→ **Work request**
Once you have read the listing, output it exactly and completely.

-- Supplied information follows --

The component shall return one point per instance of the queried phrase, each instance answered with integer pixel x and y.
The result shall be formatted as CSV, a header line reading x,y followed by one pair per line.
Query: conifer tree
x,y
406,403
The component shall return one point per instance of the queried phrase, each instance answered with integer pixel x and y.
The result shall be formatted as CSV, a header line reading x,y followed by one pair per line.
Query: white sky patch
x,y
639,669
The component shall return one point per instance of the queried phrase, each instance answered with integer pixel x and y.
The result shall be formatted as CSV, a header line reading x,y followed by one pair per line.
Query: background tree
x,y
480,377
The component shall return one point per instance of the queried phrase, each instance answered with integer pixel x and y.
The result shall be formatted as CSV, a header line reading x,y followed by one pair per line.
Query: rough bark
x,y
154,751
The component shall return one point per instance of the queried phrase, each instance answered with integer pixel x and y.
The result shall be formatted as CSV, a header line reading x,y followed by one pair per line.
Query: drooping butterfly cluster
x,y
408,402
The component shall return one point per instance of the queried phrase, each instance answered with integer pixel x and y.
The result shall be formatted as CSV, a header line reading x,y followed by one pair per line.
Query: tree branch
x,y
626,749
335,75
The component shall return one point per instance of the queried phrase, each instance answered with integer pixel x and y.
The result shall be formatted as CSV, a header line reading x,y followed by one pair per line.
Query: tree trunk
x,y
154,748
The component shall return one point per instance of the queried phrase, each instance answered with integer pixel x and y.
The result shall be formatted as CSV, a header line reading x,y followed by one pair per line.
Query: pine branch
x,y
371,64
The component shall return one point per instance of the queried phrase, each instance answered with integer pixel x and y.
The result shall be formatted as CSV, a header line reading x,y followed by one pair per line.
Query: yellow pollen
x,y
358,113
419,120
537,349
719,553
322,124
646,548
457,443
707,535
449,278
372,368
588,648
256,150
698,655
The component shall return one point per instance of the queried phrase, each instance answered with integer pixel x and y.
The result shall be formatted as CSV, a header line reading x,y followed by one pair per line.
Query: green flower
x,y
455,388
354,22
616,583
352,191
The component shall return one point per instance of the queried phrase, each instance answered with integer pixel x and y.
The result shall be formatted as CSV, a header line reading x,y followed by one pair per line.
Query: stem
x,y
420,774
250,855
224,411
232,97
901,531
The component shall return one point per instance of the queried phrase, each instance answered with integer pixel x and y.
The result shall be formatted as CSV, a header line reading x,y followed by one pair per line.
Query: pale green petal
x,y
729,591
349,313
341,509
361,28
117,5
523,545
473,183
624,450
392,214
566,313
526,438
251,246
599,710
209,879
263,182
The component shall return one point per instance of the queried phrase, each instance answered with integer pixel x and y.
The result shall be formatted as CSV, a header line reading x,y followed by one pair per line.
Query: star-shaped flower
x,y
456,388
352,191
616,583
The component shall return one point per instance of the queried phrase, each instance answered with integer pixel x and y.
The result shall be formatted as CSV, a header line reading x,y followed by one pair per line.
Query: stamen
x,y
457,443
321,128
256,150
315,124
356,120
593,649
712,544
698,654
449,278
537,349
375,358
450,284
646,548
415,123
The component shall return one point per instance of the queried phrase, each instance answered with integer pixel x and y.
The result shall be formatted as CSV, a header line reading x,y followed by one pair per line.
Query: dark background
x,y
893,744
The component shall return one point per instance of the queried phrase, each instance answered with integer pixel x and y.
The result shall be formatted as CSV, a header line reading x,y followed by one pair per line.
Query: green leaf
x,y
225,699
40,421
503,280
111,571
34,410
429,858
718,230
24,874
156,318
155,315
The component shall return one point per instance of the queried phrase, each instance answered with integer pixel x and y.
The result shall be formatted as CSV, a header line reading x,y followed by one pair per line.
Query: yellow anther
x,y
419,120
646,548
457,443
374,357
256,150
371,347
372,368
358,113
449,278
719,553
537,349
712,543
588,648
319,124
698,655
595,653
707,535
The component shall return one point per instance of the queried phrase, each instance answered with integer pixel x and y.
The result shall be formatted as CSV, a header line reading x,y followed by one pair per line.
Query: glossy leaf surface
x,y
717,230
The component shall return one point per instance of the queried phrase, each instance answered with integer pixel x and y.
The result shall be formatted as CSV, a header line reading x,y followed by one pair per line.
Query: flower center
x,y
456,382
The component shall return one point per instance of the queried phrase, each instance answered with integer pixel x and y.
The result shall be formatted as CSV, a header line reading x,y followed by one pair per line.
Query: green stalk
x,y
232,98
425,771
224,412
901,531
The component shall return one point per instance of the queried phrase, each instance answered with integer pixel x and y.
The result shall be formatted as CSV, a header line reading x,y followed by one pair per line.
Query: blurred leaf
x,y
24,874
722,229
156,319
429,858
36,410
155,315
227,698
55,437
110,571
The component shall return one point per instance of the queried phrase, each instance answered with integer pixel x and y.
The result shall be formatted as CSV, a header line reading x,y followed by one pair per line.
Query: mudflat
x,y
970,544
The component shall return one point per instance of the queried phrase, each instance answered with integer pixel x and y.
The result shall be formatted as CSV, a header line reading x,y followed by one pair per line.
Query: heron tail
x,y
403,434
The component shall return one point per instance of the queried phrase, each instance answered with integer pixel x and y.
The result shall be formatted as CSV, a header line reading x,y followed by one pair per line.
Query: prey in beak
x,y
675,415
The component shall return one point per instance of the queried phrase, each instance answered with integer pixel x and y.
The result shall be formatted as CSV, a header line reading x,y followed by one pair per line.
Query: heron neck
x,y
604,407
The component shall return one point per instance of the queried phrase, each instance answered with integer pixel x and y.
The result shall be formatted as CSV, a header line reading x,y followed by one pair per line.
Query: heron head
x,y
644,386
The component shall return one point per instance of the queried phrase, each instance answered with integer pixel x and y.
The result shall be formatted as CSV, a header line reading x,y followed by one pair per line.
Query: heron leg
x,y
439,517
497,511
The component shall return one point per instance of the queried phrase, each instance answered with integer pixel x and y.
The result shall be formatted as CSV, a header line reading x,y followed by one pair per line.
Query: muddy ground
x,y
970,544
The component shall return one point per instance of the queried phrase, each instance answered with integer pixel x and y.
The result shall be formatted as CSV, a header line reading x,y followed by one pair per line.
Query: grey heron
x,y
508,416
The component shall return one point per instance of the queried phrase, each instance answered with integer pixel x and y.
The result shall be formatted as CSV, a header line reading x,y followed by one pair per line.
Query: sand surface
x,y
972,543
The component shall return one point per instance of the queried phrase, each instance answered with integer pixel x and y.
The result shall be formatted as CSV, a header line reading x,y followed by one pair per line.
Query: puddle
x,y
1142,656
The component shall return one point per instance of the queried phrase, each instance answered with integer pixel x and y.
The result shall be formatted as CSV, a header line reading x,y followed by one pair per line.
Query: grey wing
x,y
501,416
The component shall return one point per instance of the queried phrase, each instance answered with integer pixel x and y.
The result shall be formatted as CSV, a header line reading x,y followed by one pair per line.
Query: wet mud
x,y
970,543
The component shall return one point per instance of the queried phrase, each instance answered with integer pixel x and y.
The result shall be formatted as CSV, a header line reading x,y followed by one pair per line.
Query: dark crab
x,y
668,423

-- Supplied information concluded --

→ **Answer for the task**
The component shall return one point per instance of the queried phrase, each instance answered with integer pixel x and y.
The result shall be formatted as CSV, a header line reading x,y followed by one pair per line.
Query: conifer tree
x,y
406,403
The component shall return one point per instance of the queried phrase, each instance answered with integer pixel x and y.
The result shall be formatted as CSV, a header line reading x,y followed by one pair per line.
Query: white sky patch
x,y
639,669
The component shall return one point per instance of the queried phrase, each instance answered with integer pixel x and y.
The result shall be formatted as CSV, a header line reading x,y followed by one pair per line.
Query: background tree
x,y
480,377
The component shall return one point per instance of the queried phrase, each instance answered with integer pixel x and y.
The result shall be formatted as CSV, a header line reading x,y followed by one pair per line.
Query: rough bark
x,y
154,751
The component shall return one point per instance of the queried phrase, each instance answered with integer pixel x and y.
The result shall be formatted as CSV, a header line reading x,y followed by one pair per line.
Query: drooping butterfly cluster
x,y
408,402
The component shall return one point per instance of the queried phrase, each instance answered with integer pixel x and y.
The result shall be formatted as CSV, a header line reading x,y followed by one pair per line.
Query: tree branch
x,y
626,749
335,75
The component shall return one point per instance of the queried phrase, each instance answered with integer pixel x and y.
The result shall be formatted as CSV, a header line reading x,y followed by one pair per line.
Query: tree trunk
x,y
154,748
The component shall return one point per instance of the queried phrase, each instance answered with integer pixel x and y.
The result shall be formatted as CSV, a header line reading x,y followed by one pair per line.
Query: pine branch
x,y
371,64
The component shall return one point per instance of the queried phrase, each instance answered with integer pixel x and y.
The result shall be formatted as CSV, a header line reading x,y followed by one pair per line.
Query: yellow pollen
x,y
358,113
419,120
537,349
719,553
322,124
646,548
457,443
707,535
449,278
372,368
588,648
256,150
698,655
The component shall return one point per instance of the queried phrase, each instance answered with integer pixel x and y.
The result shall be formatted as CSV, a header line reading x,y followed by one pair per line.
Query: green flower
x,y
455,388
354,22
616,583
352,191
The component shall return one point per instance of the queried phrase, each instance answered with integer pixel x and y.
The result shall be formatted as CSV, a header line reading x,y followed by one pair per line.
Query: stem
x,y
420,774
250,855
224,411
232,97
901,531
The component shall return one point per instance of the queried phrase, each instance answered with integer pixel x and y.
The result shall be formatted as CSV, a header line reading x,y followed by one pair per line.
Query: pale green petal
x,y
729,591
349,313
341,509
361,28
117,5
523,545
473,183
624,450
392,214
566,313
526,438
251,246
599,710
209,879
263,182
The component shall return one point per instance of the queried phrase, each instance answered with integer pixel x and y.
The result shall be formatted as CSV, a header line reading x,y followed by one pair per line.
Query: star-shaped flower
x,y
456,388
352,191
616,583
The component shall return one point per instance of the queried phrase, each instance answered with integer pixel x and y.
The result shall be formatted as CSV, a header line reading x,y followed by one pair per line.
Query: stamen
x,y
457,443
321,128
256,150
315,124
356,120
593,649
712,544
698,654
449,278
537,349
375,358
450,284
646,548
415,123
The component shall return one point per instance of the queried phrase, each instance answered with integer pixel x and y.
The result shall be formatted as CSV, a header line reading x,y followed by one pair per line.
Query: dark background
x,y
893,744
The component shall return one point per instance of the queried phrase, each instance answered with integer pixel x and y.
The result shall be formatted as CSV, a header line reading x,y followed by one pair per line.
Query: green leaf
x,y
225,699
40,421
503,280
111,571
34,410
429,858
718,230
24,874
156,318
155,315
The component shall return one point per instance of the queried phrase, each instance answered with integer pixel x and y.
The result shall be formatted as CSV, a header line reading x,y followed by one pair per line.
Query: yellow anther
x,y
419,120
646,548
457,443
374,357
256,150
371,347
372,368
358,113
449,278
719,553
537,349
712,543
588,648
319,124
698,655
595,653
707,535
The component shall return one point per instance of the queried phrase, each instance answered with integer pixel x and y.
The result shall be formatted as CSV, a header line reading x,y followed by one pair per line.
Query: glossy leaf surface
x,y
717,230
The component shall return one point per instance of the queried phrase, each instance answered with integer pixel x and y.
The result shall be formatted as CSV, a header line reading x,y followed by one pair per line.
Query: flower center
x,y
456,382
The component shall return one point per instance of the queried phrase, each instance answered with integer pixel x and y.
The result shall be formatted as CSV, a header line reading x,y followed by one pair per line.
Query: green stalk
x,y
232,98
425,771
224,412
901,531
The component shall return one point per instance of the queried phrase, each instance answered with integer pixel x and y.
The result shall be formatted as CSV, a header line reading x,y followed by one pair per line.
Query: blurred leaf
x,y
24,874
722,229
156,319
429,858
36,410
155,315
227,698
55,437
110,571
The component shall return one point per instance of the queried phrase, each instance answered with integer pixel x and y.
The result shall be formatted as CSV, a header line reading x,y followed by one pair per line.
Query: mudflat
x,y
970,544
The component shall return one point per instance of the queried phrase, each instance answered with integer pixel x and y.
The result shall be formatted as CSV, a header line reading x,y followed by one pair per line.
Query: heron tail
x,y
403,434
The component shall return one point per instance of the queried phrase, each instance answered with integer pixel x and y.
The result shall be formatted as CSV, a header line reading x,y followed by one pair per line.
Query: prey in beak
x,y
675,415
The component shall return one point per instance of the queried phrase, each instance answered with integer pixel x and y.
The result shall be formatted as CSV, a header line reading x,y followed by one pair per line.
Query: heron neck
x,y
604,407
The component shall return one point per instance of the queried phrase, each instance answered with integer pixel x and y.
The result shall be formatted as CSV, a header line reading x,y followed by one pair per line.
Query: heron head
x,y
644,386
The component shall return one point per instance of the queried phrase, each instance answered with integer pixel x and y.
The result shall be formatted as CSV, a header line reading x,y followed by one pair per line.
Query: heron leg
x,y
439,517
497,511
The component shall return one point per instance of the queried phrase, each instance answered with integer pixel x and y.
The result shall be formatted as CSV, a header line reading x,y followed by one pair per line.
Query: muddy ground
x,y
970,544
The component shall return one point per instance of the queried phrase, each instance answered with integer pixel x and y.
The result shall be formatted as CSV, a header line reading x,y followed by one pair per line.
Query: grey heron
x,y
508,416
The component shall return one point per instance of the queried phrase, each instance answered with integer pixel x and y.
The result shall be formatted as CSV, a header line reading x,y followed by one pair per line.
Query: sand surface
x,y
972,543
The component shall return one point per instance of the queried phrase, each instance answered with integer pixel x and y.
The result shall be formatted as CSV, a header line reading x,y followed by one pair per line.
Query: puddle
x,y
1142,656
The component shall return one point per instance of the queried phrase, each instance answered with integer pixel x and y.
The result shall be formatted as CSV, a header line reading x,y followed by one pair per line.
Query: grey wing
x,y
501,416
The component shall return one point per instance of the queried phrase, each instance answered with integer pixel x and y.
The result shall be formatted as CSV, a header line reading x,y followed by one pair per line.
Query: wet mud
x,y
970,543
The component shall return one point per instance of the queried phrase, each instance answered with integer pixel x and y.
The result shall be formatted as CSV, a header line reading x,y followed by one pair per line.
Query: dark crab
x,y
668,423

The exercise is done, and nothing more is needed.